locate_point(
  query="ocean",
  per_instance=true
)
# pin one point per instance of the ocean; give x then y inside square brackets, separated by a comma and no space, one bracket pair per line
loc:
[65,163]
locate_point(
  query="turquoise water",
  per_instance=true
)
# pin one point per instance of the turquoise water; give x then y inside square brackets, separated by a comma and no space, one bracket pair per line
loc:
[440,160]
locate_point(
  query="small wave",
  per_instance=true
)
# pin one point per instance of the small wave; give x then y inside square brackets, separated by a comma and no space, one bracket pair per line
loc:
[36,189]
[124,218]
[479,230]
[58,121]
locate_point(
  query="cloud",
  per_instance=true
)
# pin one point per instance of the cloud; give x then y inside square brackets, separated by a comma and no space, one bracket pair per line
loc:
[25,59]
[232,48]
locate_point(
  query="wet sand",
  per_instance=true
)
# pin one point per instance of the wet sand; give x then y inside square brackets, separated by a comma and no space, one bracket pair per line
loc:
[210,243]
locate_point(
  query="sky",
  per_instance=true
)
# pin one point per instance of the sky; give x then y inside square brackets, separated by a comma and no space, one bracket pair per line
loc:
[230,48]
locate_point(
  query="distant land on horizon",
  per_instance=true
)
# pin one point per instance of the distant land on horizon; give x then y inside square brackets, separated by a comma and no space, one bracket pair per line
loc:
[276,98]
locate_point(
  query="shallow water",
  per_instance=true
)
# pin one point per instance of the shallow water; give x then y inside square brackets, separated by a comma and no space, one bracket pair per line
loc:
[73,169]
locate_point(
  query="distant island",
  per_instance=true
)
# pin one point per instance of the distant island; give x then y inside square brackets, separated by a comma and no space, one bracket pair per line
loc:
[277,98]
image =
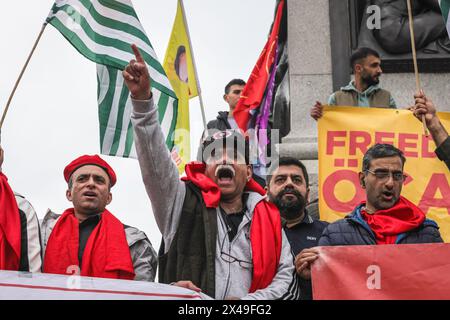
*****
Problem description
Locate every line above that contains the string "brackets" and copy each of those lines. Case counts when matching.

Result of the task
# pin one point per instance of the ocean; give x then y inside square brackets, separated by a comma and no space, one bracket pair per line
# pin one point per instance of the turquoise water; give x then y inside square brackets, separated by a comma and no space, one bracket pair per line
# pin one point per instance of the small wave; give x then y inside square brackets, separated by a comma and no space, one bracket pair per line
# pin one point per instance of the cloud; give x then y inside square brackets, separated by a comma and no space, one bracket pair per line
# pin one point per instance of the wet sand; give x then y inside square brackets, separated by a comma and no space, one bracket pair per line
# pin one point per instance of the sky; give x then y inside square brackets, separated by a comma and no space, one bracket pair per line
# pin one point per instance of the distant land on horizon; give x then y inside square brackets, separated by a comma and no space, one bracket pair per line
# pin one point per instance of the shallow water; give x then y inside square brackets, separated by a comma and no space, one bracket pair per line
# pin one point per instance of the distant island; give x then y inside square brackets, separated by a comma and no space, one bracket pair per line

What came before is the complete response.